→ **GIVEN TEXT**:
In a recent report from the Labor Department, U.S. employers added a solid 199,000 jobs last month, signaling continued strength in the job market. The unemployment rate dropped from 3.9% to 3.7%, offering further evidence that the economy may be heading toward a sought-after “soft landing,” where inflation returns to the Federal Reserve’s 2% target without triggering a significant recession.
The report highlighted a steady decline in the unemployment rate, reaching 3.7%, just above the five-decade low of 3.4% in April. This marks nearly two years of the jobless rate remaining below 4%, the longest streak since the late 1960s.
It’s worth noting that the job gain for the month was influenced by the return of approximately 40,000 auto workers and actors who were on strike in October but resumed work in November.
Recent economic data, including the latest jobs report, suggests that the economy and the labor market are shifting back to pre-pandemic norms. Businesses are still hiring, but the urgency to fill a large number of positions has diminished. More Americans are rejoining the job market, and immigration has increased this year.
This shift has made it easier for employers to hire, reducing concerns about worker shortages and alleviating pressure to aggressively raise wages, which could contribute to inflation.
Robert Frick, an economist at the Navy Federal Credit Union, noted that the November report reflects a strong but moderating labor market, aligning with the Federal Reserve’s goals of slowing economic growth and inflation through recent interest rate hikes.
The average job gain over the past three months has slightly decreased, averaging just over 200,000 compared to about 320,000 in the same period last year. Last month’s job growth was concentrated in specific sectors, with the healthcare industry, hotels and restaurants, and governments accounting for the majority of the gains. Conversely, some sectors, including retail, shipping, warehousing, and temporary help agencies, saw job cuts.
Despite these shifts, the hiring gain raised the proportion of employed Americans to 60.5%, the highest level since the onset of the pandemic, though still below the pre-COVID level of 61.1%.
Wages continue to grow at a slightly slower pace, with average hourly pay rising 4% from a year earlier in November. This matches the previous month’s figure and exceeds inflation, supporting consumer spending.
Layoffs remain low, and the overall sentiment indicates a gradual transition into a cooler labor market. Employers, mindful of the challenges faced during the pandemic, are increasingly opting to transfer workers to different divisions rather than implementing layoffs.
The report is unlikely to prompt immediate changes in the Federal Reserve’s approach, as the central bank is expected to keep interest rates unchanged in its upcoming meeting. The Fed’s 11 rate hikes since March 2022 have led to more expensive mortgages, auto loans, credit cards, and business borrowing.
While some anticipate a potential rate cut in the future, the job market’s resilience suggests the Fed can maintain higher rates to combat inflation without immediate concerns about triggering a recession.
Recent economic indicators, such as fewer job openings and reduced job-switching by Americans, point toward a potential soft landing. Most economists expect a slowdown in growth and a continued decline in inflation, with the economy expanding at a more modest rate in the final quarter of the year.
Inflation has receded from its peak in June 2022, and the Fed’s preferred inflation measure indicates prices rising at a rate just above the central bank’s 2% target. The recent remarks by key Fed officials suggest ongoing discussions about the appropriate stance on interest rates, with considerations for potential rate cuts if inflation continues to fall. However, Fed Chair Jerome Powell has emphasized that it is premature to conclude the Fed has raised rates high enough to quell inflation, and discussions about rate cuts are premature.

Collected data:
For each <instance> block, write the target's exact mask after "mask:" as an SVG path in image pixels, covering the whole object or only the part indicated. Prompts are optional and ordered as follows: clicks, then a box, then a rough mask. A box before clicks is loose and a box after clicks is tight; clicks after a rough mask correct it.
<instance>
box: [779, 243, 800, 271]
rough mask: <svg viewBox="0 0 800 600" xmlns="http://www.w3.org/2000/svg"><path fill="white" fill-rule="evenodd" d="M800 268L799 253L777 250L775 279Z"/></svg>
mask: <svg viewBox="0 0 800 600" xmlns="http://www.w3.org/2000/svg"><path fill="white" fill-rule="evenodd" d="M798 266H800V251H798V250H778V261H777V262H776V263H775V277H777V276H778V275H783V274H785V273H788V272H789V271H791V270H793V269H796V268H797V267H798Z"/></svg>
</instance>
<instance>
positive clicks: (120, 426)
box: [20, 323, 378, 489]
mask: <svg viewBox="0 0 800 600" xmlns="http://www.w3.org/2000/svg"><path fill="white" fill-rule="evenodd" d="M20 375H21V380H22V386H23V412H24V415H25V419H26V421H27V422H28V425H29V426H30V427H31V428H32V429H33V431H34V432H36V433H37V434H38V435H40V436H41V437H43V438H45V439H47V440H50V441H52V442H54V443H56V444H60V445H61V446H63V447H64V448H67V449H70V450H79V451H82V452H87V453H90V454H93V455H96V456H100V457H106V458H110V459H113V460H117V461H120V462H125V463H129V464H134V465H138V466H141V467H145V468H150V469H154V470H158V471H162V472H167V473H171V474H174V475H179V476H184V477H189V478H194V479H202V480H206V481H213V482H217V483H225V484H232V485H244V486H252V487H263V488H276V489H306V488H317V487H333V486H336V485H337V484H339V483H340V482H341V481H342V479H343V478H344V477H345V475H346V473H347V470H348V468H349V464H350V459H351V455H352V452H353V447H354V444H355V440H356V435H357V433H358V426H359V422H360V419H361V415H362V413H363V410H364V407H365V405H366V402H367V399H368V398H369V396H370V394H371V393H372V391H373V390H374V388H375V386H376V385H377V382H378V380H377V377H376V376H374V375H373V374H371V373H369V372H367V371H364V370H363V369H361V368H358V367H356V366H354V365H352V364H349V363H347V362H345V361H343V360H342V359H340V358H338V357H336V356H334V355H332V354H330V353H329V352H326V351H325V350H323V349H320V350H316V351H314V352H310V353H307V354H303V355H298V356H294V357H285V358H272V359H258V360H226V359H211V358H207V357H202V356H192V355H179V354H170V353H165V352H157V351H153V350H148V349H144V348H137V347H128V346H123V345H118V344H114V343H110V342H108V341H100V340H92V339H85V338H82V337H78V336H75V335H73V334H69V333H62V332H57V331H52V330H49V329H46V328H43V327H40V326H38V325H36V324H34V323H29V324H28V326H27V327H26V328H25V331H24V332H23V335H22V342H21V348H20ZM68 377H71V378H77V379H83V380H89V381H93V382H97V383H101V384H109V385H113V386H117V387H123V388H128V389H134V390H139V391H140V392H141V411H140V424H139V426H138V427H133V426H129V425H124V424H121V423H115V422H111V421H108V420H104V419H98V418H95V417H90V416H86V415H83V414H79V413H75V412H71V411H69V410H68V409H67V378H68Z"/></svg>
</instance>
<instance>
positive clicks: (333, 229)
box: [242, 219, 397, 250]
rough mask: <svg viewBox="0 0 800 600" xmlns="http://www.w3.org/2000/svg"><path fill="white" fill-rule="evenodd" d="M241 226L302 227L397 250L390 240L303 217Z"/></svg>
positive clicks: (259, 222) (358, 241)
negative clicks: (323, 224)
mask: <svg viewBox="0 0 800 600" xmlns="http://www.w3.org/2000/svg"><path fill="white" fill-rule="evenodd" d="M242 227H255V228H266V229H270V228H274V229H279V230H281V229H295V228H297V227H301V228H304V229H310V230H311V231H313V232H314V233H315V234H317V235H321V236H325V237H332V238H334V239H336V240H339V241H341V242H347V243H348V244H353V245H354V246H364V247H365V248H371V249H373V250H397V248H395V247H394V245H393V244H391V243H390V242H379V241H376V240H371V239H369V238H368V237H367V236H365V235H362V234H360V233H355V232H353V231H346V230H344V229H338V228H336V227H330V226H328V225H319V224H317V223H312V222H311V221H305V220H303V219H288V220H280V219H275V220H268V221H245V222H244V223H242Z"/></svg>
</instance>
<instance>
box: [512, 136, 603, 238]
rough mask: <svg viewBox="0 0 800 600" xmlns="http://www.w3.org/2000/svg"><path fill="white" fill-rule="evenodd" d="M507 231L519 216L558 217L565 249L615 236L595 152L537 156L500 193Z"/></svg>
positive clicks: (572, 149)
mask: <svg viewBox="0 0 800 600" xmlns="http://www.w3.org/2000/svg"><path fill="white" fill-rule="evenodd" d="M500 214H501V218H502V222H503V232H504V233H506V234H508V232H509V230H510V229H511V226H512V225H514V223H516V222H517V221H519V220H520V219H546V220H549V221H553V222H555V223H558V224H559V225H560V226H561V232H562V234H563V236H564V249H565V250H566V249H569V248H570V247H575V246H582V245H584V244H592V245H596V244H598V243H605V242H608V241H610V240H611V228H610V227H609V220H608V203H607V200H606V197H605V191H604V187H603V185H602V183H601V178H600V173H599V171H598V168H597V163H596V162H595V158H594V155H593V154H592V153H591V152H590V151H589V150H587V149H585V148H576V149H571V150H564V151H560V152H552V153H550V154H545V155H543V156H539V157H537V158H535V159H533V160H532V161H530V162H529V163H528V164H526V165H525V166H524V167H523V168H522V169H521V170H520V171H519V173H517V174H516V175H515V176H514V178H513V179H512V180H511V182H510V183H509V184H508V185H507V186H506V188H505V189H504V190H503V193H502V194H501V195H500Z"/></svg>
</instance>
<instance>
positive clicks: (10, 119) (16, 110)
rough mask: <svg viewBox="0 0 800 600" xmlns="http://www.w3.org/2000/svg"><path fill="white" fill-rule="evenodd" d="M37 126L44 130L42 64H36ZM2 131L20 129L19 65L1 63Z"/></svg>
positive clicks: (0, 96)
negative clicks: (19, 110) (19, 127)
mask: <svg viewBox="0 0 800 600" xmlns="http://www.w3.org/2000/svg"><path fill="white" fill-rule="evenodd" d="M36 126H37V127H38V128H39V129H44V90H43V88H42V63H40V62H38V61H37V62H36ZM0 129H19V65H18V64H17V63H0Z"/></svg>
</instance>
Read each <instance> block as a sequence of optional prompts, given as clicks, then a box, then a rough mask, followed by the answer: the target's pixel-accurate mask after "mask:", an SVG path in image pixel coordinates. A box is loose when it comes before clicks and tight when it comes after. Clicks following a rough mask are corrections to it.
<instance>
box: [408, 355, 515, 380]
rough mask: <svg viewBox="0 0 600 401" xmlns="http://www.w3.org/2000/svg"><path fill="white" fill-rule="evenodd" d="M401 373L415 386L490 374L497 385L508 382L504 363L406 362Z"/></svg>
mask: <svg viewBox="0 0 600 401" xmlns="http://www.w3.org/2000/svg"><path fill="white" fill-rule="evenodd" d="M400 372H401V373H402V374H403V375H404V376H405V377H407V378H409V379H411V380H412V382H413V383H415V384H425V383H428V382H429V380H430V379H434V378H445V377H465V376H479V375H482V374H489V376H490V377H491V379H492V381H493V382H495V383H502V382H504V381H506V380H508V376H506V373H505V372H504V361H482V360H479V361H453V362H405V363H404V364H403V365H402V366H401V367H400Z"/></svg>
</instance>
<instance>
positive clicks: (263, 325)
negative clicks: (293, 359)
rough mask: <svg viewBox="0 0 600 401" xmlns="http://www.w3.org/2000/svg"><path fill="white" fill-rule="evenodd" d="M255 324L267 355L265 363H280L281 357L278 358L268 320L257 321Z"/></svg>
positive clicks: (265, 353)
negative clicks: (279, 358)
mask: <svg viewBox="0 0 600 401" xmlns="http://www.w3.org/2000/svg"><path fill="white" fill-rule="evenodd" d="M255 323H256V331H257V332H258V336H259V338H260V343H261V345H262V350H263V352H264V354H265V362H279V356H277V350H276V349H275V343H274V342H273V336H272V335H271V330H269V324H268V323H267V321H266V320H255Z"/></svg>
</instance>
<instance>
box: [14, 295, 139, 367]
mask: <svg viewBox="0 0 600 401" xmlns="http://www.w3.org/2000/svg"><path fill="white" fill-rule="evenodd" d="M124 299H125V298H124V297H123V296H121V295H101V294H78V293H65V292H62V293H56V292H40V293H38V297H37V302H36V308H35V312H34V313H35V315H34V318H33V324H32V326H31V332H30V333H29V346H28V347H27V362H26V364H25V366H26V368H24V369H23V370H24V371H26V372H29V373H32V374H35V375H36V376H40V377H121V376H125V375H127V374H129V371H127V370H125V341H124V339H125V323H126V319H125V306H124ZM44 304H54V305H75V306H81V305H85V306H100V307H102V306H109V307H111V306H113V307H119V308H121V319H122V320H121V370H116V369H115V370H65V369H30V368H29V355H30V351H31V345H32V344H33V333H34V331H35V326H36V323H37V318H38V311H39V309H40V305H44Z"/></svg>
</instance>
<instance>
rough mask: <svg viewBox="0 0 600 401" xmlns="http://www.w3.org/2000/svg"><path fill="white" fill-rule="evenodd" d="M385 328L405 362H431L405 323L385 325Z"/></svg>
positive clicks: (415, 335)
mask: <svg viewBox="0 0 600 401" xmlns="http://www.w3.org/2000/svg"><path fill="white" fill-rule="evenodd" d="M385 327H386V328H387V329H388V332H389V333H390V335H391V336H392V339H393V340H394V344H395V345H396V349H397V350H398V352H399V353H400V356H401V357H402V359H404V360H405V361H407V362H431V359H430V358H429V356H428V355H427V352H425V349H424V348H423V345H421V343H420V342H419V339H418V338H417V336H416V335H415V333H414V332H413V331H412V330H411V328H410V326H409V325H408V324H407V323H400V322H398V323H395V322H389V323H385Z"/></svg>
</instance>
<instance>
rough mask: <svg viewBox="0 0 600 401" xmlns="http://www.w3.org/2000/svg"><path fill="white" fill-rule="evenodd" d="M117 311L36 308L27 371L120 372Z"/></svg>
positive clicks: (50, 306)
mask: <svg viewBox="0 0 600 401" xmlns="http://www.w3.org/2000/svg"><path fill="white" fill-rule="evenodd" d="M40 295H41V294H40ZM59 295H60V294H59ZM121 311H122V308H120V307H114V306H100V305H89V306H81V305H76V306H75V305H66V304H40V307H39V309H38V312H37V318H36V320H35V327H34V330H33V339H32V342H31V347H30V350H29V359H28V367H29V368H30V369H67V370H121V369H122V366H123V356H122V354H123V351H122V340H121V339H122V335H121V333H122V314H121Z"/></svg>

→ **YOUR ASSIGNMENT**: According to the article on the jobs report, why has it become easier for employers to hire? Please answer in one to three sentences. Draw only on the article for what comes next.

→ **OUTPUT BELOW**: The economy and labor market are shifting back to pre-pandemic norms. More Americans are rejoining the job market, immigration has increased this year, and businesses feel less urgency to fill a large number of positions. That shift has eased concerns about worker shortages and reduced pressure to raise wages aggressively.